» **Records supplied**:
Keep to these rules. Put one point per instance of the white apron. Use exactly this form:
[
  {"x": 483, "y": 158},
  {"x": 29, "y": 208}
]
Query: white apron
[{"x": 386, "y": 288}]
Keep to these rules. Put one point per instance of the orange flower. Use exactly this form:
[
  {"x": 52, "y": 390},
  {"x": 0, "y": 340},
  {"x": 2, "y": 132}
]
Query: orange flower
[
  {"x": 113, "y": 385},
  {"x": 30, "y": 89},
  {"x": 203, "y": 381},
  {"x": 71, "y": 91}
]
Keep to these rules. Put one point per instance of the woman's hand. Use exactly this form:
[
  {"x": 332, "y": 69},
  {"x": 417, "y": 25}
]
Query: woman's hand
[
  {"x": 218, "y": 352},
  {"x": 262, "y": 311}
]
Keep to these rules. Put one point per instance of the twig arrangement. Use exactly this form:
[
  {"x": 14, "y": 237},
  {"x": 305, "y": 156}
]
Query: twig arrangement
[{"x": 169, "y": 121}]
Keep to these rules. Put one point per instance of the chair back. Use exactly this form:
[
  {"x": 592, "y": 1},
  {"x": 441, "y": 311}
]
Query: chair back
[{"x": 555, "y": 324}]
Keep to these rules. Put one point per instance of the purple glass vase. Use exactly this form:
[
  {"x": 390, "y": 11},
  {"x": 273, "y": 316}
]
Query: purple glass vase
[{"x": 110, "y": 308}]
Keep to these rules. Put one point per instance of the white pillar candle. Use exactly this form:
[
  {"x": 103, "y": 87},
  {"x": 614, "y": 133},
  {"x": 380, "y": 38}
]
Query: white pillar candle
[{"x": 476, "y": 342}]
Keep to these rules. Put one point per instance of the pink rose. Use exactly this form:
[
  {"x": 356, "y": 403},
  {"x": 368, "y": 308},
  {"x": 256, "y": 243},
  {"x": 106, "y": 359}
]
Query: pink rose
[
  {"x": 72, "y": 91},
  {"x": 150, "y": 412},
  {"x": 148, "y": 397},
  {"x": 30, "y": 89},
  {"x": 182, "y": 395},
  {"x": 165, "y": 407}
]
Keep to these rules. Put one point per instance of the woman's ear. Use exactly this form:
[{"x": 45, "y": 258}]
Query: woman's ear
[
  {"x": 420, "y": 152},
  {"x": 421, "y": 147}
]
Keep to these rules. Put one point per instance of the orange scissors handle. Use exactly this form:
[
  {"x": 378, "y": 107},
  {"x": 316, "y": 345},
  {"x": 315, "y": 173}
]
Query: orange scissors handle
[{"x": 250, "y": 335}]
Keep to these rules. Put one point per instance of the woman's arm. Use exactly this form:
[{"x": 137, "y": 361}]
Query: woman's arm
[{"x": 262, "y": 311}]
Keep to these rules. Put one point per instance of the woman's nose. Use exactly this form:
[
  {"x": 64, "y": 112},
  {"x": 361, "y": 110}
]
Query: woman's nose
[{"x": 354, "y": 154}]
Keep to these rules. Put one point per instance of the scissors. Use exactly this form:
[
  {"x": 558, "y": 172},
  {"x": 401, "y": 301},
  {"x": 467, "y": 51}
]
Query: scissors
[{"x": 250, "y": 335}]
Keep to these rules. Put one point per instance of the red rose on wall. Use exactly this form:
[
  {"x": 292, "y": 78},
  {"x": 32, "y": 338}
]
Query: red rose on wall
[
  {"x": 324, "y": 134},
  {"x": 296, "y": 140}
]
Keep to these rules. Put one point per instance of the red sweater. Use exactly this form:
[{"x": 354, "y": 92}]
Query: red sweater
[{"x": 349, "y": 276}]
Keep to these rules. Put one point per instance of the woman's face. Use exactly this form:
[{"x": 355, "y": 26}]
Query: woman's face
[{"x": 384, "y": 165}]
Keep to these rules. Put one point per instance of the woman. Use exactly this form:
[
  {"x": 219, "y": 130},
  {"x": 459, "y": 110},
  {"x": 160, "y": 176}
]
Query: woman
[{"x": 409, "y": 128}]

» **What to produce**:
Reproduce the listing above line for line, with no changes.

» **The reply**:
Keep to these rules. Put one point per instance of the white apron. Use exactly this form:
[
  {"x": 483, "y": 158},
  {"x": 29, "y": 208}
]
Query: white apron
[{"x": 386, "y": 288}]
Keep to these rules. Put one point per instance of the orange flower. Use exactly this form:
[
  {"x": 52, "y": 390},
  {"x": 0, "y": 340},
  {"x": 2, "y": 132}
]
Query: orange flower
[
  {"x": 113, "y": 385},
  {"x": 30, "y": 89},
  {"x": 203, "y": 381},
  {"x": 71, "y": 91}
]
Keep to these rules. Put one point per instance of the woman's hand. Use exactly this form:
[
  {"x": 332, "y": 69},
  {"x": 417, "y": 25}
]
Query: woman's hand
[
  {"x": 218, "y": 352},
  {"x": 262, "y": 311}
]
Keep to these rules. Put one point per instance of the twig arrangement. Use exactly this form:
[
  {"x": 14, "y": 237},
  {"x": 305, "y": 156}
]
Query: twig arrangement
[{"x": 169, "y": 121}]
Keep to these rules. Put one point per instance of the chair back. Use exactly this form:
[
  {"x": 592, "y": 1},
  {"x": 441, "y": 311}
]
Query: chair back
[{"x": 555, "y": 324}]
Keep to these rules. Put one point per instance of the purple glass vase. Use exactly this form:
[
  {"x": 390, "y": 11},
  {"x": 273, "y": 316}
]
Query: purple glass vase
[{"x": 110, "y": 308}]
Keep to these rules. Put one point per instance of the white pillar candle. Use exactly this form:
[
  {"x": 103, "y": 87},
  {"x": 614, "y": 133},
  {"x": 380, "y": 38}
]
Query: white pillar candle
[{"x": 476, "y": 342}]
Keep to these rules. Put one point per instance of the pink rose. Use exactly this form:
[
  {"x": 356, "y": 403},
  {"x": 368, "y": 308},
  {"x": 256, "y": 243},
  {"x": 106, "y": 359}
]
Query: pink rose
[
  {"x": 72, "y": 91},
  {"x": 150, "y": 412},
  {"x": 148, "y": 397},
  {"x": 30, "y": 89},
  {"x": 182, "y": 395},
  {"x": 165, "y": 407}
]
Keep to these rules. Put one point per instance of the woman's ear. Use exactly this form:
[{"x": 45, "y": 258}]
Query: woman's ear
[
  {"x": 420, "y": 152},
  {"x": 421, "y": 147}
]
Keep to these rules. Put one point per instance of the orange scissors handle. Use exactly this form:
[
  {"x": 378, "y": 107},
  {"x": 316, "y": 345},
  {"x": 315, "y": 173}
]
Query: orange scissors handle
[{"x": 250, "y": 335}]
Keep to these rules. Put one point per instance of the woman's arm. Use exactly this form:
[{"x": 137, "y": 361}]
Query: woman's arm
[{"x": 262, "y": 311}]
Keep to these rules. Put one point per instance of the woman's nose. Use exactly this form:
[
  {"x": 64, "y": 112},
  {"x": 361, "y": 110}
]
Query: woman's nose
[{"x": 354, "y": 154}]
Keep to these rules. Put one point per instance of the scissors. Use exactly this form:
[
  {"x": 558, "y": 172},
  {"x": 401, "y": 301},
  {"x": 467, "y": 51}
]
Query: scissors
[{"x": 250, "y": 335}]
Keep to these rules. Put one point per instance of the red rose on wall. Use exactly this form:
[
  {"x": 292, "y": 78},
  {"x": 32, "y": 338}
]
Query: red rose on wall
[
  {"x": 324, "y": 134},
  {"x": 296, "y": 140}
]
Keep to these rules. Put one point per instance of the red sweater. Use exactly this form:
[{"x": 354, "y": 92}]
Query: red sweater
[{"x": 349, "y": 276}]
Keep to these rules. Put one point per instance of the woman's face. Use exactly this form:
[{"x": 355, "y": 26}]
Query: woman's face
[{"x": 384, "y": 165}]
Keep to these rules. Put one point per instance of the woman. Use exactly this form:
[
  {"x": 219, "y": 130},
  {"x": 459, "y": 110},
  {"x": 160, "y": 176}
]
Query: woman
[{"x": 409, "y": 128}]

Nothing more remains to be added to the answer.